Records shown ::
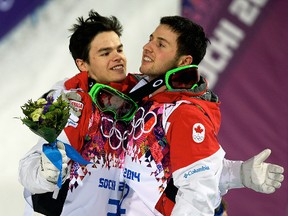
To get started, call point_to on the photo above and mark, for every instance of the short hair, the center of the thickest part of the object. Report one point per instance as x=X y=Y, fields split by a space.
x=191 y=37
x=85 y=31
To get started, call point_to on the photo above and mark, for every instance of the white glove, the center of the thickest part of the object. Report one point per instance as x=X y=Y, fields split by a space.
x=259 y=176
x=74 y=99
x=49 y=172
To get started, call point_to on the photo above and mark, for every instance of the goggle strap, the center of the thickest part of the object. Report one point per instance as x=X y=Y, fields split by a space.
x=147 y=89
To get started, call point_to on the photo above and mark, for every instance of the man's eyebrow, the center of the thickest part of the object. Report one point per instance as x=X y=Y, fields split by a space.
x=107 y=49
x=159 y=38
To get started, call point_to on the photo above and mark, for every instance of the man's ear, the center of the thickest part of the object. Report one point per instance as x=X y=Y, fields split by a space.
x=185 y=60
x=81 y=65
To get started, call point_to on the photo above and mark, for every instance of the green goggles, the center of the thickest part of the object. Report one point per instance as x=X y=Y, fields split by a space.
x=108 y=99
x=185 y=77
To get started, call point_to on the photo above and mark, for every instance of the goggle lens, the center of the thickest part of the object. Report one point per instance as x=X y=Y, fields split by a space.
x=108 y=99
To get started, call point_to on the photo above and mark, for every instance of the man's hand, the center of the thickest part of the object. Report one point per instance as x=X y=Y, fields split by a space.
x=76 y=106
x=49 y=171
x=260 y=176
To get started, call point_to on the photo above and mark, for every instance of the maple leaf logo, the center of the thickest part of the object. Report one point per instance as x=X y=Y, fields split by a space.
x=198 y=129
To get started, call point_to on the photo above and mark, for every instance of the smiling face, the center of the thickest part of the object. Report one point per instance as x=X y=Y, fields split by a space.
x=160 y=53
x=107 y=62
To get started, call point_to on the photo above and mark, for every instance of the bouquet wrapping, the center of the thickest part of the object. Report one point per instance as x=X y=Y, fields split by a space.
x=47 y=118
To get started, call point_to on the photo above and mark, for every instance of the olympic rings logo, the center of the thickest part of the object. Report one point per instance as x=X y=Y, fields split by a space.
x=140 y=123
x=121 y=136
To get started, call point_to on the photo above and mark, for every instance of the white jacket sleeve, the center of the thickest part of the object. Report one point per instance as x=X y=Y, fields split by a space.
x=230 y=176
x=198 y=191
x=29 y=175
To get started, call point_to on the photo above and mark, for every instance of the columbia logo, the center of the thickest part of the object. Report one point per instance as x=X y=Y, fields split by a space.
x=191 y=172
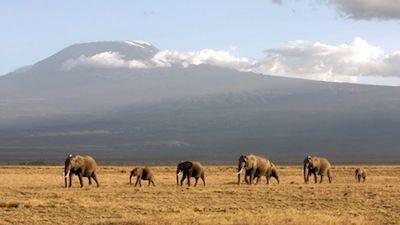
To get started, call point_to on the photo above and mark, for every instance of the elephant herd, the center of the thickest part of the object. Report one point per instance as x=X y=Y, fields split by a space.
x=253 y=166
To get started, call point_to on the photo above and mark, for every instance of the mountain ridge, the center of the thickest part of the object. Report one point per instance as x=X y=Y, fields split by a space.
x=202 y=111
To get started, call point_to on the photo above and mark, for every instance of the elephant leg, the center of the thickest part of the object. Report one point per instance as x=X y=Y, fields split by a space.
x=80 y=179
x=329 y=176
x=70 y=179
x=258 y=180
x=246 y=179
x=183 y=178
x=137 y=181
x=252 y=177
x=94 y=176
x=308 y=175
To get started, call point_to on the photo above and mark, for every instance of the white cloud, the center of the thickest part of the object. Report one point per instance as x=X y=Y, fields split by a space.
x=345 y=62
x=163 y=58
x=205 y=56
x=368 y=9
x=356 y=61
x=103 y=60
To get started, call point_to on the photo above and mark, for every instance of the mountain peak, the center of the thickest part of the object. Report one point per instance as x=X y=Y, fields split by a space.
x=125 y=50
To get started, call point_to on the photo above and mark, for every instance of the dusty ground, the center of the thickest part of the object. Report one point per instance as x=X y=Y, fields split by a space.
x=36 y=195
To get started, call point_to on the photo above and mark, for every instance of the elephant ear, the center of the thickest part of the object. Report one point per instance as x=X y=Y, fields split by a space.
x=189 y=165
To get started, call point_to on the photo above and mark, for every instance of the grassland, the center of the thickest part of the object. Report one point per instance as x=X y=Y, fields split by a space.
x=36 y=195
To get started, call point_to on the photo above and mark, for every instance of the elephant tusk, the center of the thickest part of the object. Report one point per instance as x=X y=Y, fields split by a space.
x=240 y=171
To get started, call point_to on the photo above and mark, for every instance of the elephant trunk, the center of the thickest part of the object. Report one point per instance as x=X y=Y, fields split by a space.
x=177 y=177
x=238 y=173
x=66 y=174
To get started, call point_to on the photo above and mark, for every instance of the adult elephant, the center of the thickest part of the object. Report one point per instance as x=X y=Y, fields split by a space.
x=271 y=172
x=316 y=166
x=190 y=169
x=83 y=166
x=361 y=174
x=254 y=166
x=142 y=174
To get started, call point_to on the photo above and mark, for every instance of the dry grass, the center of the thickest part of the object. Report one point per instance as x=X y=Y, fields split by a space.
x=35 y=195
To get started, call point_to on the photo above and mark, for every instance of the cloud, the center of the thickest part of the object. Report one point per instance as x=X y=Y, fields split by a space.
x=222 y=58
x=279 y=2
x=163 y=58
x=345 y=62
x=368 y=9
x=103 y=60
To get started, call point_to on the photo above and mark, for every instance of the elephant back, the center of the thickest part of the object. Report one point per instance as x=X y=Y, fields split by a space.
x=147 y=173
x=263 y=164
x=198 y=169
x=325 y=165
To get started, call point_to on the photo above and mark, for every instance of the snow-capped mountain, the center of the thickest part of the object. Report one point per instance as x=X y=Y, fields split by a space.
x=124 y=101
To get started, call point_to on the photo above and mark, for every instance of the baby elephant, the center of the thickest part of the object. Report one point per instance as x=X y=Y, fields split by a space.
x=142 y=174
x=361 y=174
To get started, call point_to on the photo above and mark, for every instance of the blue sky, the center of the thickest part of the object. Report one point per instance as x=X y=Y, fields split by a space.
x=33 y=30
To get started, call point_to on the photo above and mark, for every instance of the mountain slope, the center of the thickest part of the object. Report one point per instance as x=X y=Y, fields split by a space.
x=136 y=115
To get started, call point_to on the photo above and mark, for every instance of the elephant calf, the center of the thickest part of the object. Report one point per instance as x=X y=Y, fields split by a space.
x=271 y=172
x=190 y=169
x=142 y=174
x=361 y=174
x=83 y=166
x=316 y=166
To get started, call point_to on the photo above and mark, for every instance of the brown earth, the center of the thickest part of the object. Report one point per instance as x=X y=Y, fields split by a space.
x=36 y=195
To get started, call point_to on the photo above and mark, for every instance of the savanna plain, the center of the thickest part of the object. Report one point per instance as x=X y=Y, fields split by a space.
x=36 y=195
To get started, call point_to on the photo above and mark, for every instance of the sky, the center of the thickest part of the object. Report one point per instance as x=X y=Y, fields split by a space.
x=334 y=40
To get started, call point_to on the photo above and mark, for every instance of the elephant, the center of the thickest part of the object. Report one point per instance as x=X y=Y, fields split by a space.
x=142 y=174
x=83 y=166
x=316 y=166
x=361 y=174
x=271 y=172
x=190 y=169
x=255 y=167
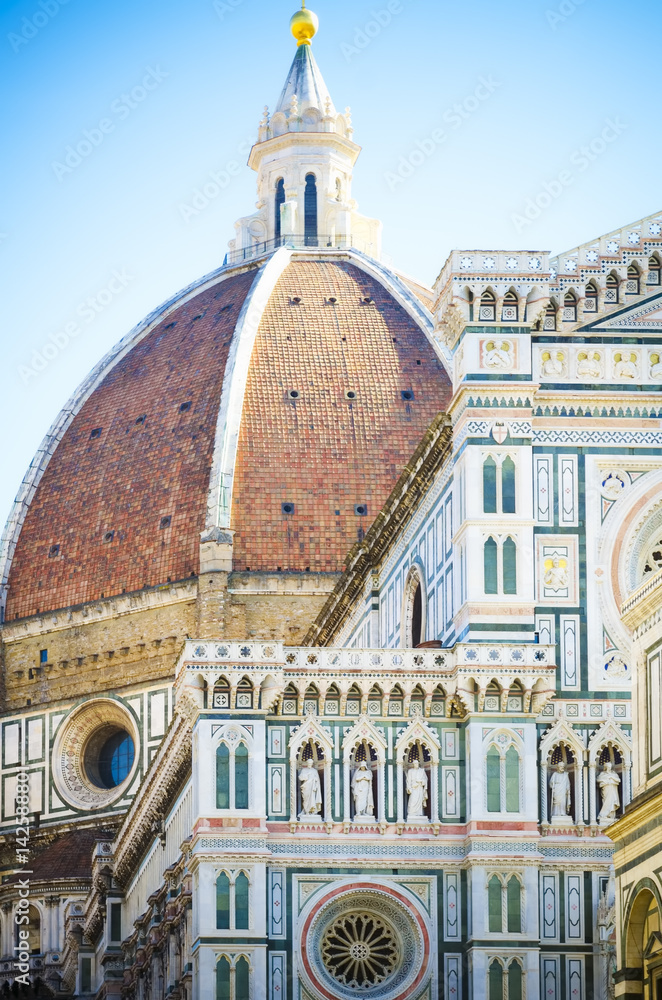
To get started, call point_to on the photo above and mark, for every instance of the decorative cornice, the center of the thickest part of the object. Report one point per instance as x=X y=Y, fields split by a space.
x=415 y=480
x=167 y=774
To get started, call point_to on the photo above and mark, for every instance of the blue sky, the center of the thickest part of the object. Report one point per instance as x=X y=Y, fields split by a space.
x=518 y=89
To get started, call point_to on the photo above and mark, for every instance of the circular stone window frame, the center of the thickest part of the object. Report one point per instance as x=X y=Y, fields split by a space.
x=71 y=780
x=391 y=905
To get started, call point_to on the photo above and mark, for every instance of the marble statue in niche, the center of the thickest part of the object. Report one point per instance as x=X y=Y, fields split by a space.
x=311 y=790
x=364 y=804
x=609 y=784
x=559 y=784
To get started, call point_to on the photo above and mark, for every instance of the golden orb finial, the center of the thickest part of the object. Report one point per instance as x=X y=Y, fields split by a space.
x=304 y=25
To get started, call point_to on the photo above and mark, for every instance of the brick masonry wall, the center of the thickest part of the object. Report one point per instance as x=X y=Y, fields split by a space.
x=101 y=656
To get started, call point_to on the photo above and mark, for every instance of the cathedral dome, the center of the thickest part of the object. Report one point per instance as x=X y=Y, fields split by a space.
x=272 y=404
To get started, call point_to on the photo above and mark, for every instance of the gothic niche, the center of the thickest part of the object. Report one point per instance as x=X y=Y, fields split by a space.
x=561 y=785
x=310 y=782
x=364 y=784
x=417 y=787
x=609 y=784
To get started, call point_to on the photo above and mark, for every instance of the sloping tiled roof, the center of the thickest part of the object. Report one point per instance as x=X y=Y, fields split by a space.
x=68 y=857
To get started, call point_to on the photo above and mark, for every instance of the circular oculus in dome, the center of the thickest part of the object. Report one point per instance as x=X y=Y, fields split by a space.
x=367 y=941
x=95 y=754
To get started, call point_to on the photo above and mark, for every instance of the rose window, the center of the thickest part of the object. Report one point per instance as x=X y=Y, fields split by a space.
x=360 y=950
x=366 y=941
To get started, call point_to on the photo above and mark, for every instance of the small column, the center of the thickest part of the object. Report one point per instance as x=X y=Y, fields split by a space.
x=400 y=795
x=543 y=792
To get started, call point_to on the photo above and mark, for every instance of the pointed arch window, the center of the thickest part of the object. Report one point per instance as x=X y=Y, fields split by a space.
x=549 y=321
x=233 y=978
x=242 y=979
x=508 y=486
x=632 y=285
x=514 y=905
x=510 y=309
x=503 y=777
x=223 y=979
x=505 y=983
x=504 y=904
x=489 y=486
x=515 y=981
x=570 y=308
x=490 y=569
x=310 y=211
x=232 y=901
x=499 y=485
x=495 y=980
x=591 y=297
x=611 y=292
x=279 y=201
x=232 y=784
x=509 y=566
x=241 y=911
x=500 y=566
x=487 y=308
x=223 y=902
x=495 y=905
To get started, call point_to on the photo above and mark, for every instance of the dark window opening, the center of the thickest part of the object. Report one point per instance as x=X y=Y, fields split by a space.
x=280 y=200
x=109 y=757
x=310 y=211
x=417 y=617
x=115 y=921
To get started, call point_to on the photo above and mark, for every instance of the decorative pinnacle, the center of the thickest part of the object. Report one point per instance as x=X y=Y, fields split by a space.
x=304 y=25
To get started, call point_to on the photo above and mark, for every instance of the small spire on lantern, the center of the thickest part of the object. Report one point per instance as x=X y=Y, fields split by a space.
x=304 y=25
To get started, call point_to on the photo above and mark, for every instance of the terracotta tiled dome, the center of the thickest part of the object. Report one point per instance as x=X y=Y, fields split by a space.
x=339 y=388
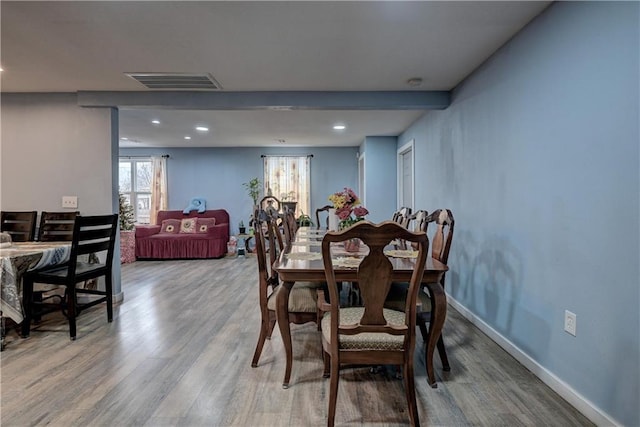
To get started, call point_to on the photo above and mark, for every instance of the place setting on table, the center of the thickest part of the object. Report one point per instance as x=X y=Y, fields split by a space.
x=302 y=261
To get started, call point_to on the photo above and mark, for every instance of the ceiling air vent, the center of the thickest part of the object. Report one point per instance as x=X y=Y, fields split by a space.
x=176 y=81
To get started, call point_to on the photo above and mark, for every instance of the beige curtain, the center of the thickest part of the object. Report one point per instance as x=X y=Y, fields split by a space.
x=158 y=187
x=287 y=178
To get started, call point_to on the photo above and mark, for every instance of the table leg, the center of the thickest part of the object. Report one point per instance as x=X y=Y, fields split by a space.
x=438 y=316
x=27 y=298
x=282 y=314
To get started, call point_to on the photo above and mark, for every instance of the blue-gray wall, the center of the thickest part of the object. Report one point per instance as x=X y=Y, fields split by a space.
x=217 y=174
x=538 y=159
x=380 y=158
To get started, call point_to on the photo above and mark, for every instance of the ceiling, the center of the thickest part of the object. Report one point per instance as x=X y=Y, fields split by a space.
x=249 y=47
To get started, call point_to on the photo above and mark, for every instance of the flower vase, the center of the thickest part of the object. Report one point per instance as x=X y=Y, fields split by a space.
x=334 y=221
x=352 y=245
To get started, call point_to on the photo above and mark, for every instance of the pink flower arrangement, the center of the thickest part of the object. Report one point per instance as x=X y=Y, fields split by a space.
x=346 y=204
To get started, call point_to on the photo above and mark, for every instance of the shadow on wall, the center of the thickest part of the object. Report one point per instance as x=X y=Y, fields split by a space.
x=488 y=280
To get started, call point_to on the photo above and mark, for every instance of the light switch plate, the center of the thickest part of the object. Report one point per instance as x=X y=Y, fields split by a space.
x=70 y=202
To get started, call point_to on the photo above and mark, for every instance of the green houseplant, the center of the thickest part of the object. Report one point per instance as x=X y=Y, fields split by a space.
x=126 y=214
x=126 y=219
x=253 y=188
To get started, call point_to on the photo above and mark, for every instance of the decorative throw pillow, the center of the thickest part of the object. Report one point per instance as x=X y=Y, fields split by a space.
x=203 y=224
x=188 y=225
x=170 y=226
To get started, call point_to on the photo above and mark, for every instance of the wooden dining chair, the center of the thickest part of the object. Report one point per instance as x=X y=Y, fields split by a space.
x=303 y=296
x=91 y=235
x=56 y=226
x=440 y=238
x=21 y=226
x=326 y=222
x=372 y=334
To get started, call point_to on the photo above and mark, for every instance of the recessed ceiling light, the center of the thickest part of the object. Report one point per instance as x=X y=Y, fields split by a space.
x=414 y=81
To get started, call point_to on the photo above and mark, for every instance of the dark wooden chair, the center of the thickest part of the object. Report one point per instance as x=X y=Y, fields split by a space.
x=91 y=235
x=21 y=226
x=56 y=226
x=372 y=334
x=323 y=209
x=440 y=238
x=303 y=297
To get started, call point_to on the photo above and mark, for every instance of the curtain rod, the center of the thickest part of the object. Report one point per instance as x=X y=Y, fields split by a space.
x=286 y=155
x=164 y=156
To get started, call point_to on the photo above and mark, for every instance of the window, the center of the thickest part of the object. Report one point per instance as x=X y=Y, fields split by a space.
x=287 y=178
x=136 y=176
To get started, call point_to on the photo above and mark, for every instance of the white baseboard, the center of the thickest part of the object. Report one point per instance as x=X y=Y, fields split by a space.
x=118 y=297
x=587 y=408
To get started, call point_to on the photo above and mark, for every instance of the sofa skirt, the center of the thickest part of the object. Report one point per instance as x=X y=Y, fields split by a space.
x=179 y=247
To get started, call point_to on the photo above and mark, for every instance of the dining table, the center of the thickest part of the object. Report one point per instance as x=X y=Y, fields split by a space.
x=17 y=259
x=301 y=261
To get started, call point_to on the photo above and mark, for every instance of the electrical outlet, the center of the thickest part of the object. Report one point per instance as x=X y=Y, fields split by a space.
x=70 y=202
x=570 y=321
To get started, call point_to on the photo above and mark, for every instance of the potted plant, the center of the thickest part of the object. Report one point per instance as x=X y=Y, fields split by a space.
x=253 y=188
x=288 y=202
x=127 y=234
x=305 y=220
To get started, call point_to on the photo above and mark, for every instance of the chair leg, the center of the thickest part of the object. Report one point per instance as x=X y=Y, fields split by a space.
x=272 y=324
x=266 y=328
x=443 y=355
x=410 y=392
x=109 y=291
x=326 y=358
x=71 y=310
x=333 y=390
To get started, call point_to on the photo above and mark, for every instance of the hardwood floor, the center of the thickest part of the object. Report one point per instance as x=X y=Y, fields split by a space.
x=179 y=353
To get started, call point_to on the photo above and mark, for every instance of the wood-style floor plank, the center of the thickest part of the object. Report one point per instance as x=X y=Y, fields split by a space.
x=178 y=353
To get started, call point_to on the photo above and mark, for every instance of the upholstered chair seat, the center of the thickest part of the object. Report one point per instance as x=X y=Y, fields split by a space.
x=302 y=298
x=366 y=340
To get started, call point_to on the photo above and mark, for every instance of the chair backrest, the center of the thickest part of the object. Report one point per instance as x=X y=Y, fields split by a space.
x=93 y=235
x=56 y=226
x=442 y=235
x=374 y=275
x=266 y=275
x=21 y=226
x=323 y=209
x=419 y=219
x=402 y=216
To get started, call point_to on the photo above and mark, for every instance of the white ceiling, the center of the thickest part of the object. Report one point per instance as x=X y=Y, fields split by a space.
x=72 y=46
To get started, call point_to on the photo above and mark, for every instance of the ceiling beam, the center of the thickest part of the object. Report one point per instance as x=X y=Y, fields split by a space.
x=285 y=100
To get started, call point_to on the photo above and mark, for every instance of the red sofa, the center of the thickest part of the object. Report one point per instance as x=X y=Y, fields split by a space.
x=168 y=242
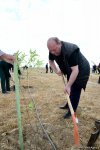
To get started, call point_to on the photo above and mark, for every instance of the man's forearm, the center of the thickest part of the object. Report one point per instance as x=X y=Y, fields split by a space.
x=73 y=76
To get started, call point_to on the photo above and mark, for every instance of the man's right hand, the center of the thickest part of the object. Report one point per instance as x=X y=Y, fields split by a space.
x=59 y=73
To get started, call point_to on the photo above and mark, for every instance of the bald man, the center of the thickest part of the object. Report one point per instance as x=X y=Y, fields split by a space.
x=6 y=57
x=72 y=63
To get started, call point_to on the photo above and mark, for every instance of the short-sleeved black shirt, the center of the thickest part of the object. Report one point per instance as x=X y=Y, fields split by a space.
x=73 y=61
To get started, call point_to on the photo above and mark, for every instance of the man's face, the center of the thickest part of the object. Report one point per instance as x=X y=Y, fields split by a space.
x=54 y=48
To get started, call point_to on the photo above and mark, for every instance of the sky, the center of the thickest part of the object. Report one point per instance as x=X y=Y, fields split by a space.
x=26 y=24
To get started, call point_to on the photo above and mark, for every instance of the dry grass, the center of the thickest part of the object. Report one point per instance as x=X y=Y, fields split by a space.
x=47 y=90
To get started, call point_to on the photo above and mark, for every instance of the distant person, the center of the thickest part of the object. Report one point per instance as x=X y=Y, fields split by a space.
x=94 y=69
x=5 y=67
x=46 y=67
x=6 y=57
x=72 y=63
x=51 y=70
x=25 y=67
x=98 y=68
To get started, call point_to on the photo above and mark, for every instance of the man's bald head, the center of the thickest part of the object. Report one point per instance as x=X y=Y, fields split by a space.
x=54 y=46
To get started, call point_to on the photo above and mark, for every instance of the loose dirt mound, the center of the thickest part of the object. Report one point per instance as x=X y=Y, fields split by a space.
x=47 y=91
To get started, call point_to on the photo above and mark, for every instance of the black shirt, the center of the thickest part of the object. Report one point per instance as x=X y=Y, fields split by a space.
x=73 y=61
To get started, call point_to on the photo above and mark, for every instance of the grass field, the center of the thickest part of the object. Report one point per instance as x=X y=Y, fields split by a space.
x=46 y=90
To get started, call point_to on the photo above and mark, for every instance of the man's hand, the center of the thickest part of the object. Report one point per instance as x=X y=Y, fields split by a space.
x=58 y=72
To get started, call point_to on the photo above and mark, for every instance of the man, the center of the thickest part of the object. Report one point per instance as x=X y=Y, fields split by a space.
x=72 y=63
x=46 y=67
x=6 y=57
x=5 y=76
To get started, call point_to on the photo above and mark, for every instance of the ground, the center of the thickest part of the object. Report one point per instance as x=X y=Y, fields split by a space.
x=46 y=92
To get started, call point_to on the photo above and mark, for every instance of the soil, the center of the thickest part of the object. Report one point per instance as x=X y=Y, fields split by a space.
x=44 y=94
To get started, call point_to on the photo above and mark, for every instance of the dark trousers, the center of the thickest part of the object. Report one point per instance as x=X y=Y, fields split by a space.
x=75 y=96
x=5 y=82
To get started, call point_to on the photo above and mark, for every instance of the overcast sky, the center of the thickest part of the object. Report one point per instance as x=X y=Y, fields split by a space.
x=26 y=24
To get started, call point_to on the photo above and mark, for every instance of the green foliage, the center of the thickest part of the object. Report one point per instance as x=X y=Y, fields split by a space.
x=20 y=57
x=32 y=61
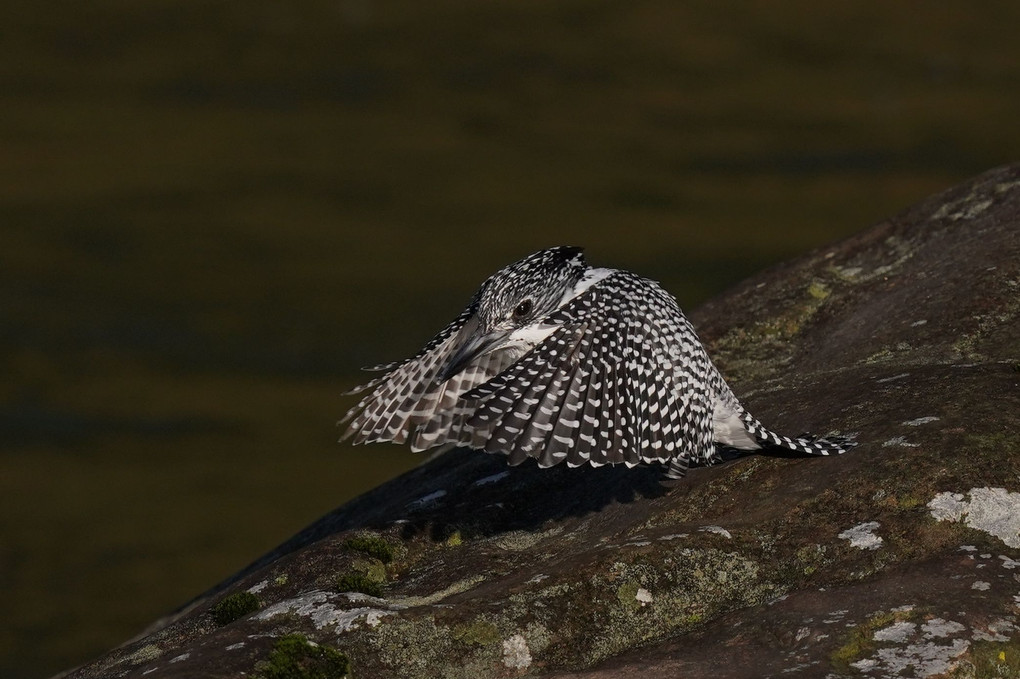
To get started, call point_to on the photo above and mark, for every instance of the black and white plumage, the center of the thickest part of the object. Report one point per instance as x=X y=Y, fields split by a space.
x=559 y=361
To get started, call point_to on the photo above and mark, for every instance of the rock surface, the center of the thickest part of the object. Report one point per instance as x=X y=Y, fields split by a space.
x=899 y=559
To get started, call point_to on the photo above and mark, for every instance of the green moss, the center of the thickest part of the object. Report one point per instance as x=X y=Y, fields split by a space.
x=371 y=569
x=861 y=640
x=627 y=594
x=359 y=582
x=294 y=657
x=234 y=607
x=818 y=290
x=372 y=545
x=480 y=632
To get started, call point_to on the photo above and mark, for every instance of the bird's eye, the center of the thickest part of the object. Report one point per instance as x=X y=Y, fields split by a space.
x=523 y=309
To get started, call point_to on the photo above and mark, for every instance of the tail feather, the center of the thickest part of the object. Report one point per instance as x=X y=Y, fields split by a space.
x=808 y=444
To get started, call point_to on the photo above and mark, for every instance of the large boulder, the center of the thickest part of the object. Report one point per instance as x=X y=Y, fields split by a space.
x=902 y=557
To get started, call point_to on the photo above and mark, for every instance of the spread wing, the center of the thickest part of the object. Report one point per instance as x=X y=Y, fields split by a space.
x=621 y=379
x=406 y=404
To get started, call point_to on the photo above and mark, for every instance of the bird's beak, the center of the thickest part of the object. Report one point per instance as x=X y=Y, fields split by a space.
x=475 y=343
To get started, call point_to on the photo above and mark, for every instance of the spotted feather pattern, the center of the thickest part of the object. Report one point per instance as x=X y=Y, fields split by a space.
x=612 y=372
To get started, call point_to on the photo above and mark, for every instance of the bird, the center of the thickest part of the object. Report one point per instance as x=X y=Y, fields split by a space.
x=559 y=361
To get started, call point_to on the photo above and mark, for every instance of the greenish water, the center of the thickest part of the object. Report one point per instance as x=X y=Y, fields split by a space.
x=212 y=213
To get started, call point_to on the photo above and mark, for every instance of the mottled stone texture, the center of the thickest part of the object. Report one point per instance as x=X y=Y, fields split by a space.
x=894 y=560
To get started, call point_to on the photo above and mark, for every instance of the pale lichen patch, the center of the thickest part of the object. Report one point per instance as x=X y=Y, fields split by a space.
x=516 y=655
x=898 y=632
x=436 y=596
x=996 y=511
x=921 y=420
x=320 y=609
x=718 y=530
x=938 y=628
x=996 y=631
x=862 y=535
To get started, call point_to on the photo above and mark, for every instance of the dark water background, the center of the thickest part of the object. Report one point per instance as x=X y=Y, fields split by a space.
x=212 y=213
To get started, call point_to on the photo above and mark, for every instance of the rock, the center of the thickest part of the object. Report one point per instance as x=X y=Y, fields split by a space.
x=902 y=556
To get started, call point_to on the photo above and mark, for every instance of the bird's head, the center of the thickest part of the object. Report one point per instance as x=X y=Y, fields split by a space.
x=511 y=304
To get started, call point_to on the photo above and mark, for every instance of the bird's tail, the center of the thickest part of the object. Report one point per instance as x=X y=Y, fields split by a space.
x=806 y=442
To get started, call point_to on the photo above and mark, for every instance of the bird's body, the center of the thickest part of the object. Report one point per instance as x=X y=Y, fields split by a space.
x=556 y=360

Given task ::
Could you reproduce the lines that open with the one containing "of the table" and close with the one containing "x=346 y=204", replacing "thickest" with "widest" and changing nothing else?

Completed task ::
To get started, call point_to on the photo above and mark, for every instance of the table leg, the center of the widest part of the object. Report one point per instance as x=X y=Y, fields split by a space.
x=438 y=316
x=27 y=298
x=282 y=314
To get started, call point_to on the photo above and mark, for every instance of the blue-gray wall, the center of the widest part of the object. Report one point per instance as x=X y=Y, fields split by a space.
x=217 y=174
x=538 y=159
x=380 y=158
To get started, call point_to on the photo above and mark, for every instance of the ceiling, the center of the widest part of the object. Report one point per instance as x=X y=Y, fields split by a space.
x=249 y=47
To get started, call point_to on the photo above and mark, for every instance of the flower vase, the center of the widest part of the object. Report one point per instance as x=X y=Y, fields split by a space.
x=334 y=221
x=352 y=245
To get started, call point_to on the photo above and mark, for every instance of the pink flower arrangement, the center of the widest part of the object. Report one point per instance as x=X y=Y, fields split by a space.
x=346 y=204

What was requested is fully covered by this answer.